Objective: Please count how many lines in the records below contain the string "countertop", treating uppercase and lowercase as different, and give only the number.
====================
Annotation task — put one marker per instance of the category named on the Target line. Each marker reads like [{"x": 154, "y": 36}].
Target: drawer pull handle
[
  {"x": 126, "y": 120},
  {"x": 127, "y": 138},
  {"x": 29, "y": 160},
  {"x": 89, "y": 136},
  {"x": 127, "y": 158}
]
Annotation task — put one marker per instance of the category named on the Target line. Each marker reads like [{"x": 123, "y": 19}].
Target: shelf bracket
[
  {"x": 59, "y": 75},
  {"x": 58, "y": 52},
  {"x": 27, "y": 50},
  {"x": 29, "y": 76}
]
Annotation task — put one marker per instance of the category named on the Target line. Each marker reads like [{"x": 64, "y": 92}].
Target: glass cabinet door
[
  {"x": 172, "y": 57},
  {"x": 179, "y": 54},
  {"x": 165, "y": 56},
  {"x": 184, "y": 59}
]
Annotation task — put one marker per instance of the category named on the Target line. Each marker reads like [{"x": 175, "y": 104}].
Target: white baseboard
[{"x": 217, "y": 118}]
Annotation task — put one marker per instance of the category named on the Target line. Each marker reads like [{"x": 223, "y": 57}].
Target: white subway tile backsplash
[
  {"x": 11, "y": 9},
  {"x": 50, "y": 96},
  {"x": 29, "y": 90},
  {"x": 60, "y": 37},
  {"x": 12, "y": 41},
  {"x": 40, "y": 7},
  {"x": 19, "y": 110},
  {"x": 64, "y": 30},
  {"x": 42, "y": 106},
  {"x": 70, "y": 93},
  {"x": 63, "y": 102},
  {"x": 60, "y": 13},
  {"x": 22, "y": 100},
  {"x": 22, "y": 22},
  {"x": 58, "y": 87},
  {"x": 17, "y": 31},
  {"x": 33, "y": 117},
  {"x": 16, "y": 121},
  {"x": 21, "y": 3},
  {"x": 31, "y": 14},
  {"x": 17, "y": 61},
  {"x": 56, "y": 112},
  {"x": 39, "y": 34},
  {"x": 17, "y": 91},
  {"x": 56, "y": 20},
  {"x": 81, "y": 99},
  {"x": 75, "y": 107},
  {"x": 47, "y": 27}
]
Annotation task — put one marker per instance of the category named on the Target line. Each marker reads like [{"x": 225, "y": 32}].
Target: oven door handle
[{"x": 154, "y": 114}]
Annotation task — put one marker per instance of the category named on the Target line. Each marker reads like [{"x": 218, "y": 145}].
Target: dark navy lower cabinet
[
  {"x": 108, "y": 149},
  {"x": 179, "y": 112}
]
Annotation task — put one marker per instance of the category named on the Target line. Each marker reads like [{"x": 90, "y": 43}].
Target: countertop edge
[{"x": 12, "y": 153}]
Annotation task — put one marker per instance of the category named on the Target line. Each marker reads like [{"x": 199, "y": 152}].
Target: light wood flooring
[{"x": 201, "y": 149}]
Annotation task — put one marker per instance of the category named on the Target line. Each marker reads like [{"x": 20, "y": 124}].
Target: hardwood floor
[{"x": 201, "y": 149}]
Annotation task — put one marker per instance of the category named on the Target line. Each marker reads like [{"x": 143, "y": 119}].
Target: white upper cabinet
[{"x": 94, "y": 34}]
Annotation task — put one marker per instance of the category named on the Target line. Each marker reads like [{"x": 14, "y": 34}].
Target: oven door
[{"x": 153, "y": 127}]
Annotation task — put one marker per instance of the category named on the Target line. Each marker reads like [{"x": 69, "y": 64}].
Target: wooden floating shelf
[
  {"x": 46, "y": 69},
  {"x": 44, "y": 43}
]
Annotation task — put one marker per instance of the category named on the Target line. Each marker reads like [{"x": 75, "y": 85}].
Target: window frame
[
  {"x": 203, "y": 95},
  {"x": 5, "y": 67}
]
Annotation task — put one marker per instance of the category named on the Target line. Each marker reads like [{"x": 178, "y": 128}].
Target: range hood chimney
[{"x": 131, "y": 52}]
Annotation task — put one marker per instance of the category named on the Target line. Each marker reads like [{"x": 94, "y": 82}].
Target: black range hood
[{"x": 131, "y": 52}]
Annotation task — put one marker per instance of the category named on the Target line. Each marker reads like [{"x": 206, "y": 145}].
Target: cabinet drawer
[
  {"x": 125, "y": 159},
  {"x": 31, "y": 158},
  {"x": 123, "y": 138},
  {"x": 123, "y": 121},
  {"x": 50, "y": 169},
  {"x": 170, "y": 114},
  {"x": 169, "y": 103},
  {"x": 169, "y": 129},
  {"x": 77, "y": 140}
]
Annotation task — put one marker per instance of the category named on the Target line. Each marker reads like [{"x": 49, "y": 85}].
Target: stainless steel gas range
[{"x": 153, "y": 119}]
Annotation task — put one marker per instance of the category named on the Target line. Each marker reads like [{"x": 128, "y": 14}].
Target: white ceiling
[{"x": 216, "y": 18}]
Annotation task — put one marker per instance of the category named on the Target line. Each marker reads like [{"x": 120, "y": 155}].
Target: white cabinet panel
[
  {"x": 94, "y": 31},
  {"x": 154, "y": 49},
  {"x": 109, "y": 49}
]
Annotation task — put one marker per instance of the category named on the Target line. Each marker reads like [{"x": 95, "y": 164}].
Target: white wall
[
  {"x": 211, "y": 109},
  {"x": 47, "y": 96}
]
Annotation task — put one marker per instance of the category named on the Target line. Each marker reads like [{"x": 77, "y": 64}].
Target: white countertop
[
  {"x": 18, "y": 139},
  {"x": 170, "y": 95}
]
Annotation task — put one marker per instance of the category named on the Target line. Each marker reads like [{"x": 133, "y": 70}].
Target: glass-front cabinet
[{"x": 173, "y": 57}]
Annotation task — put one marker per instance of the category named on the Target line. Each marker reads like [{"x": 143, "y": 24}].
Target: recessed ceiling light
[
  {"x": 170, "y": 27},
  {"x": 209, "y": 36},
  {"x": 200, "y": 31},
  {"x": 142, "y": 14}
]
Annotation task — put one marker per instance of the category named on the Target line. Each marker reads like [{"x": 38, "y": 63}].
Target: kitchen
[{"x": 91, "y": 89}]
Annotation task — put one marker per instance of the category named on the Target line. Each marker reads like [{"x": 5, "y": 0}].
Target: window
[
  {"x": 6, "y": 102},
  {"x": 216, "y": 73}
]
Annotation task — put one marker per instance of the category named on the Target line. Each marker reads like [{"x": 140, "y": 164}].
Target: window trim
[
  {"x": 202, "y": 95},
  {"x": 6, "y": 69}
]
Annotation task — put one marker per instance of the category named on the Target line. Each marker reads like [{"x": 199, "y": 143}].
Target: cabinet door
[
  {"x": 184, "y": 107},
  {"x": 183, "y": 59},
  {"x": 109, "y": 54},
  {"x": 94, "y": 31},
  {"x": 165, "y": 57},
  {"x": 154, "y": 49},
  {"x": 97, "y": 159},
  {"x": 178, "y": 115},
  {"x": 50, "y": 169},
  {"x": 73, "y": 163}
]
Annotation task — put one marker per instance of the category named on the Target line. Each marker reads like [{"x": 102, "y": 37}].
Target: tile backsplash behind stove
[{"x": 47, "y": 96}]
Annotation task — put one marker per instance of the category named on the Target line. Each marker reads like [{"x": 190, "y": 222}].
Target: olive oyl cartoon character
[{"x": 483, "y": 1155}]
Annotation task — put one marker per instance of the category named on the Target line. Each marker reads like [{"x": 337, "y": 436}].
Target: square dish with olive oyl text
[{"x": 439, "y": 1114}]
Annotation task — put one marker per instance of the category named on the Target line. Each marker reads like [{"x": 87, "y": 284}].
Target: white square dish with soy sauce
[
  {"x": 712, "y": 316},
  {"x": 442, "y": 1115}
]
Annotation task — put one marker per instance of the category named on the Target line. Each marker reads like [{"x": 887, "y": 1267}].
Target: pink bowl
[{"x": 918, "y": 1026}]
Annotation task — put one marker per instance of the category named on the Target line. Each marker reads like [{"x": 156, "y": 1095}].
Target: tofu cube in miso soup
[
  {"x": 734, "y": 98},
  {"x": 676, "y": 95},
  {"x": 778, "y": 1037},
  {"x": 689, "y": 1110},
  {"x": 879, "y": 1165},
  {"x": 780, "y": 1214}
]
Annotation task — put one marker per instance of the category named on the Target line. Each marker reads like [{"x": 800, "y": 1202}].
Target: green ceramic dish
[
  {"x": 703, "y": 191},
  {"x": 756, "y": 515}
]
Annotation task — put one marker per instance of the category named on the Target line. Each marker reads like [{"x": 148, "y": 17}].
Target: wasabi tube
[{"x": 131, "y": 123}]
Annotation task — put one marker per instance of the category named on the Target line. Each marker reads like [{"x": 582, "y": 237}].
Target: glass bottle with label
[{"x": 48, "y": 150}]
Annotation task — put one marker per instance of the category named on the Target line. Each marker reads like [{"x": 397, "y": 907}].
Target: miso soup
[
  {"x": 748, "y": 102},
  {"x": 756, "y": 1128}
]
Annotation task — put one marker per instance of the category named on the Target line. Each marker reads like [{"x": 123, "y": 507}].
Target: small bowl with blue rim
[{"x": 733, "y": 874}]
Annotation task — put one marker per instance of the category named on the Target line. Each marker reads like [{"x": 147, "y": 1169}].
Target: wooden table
====================
Solution to the exercise: 2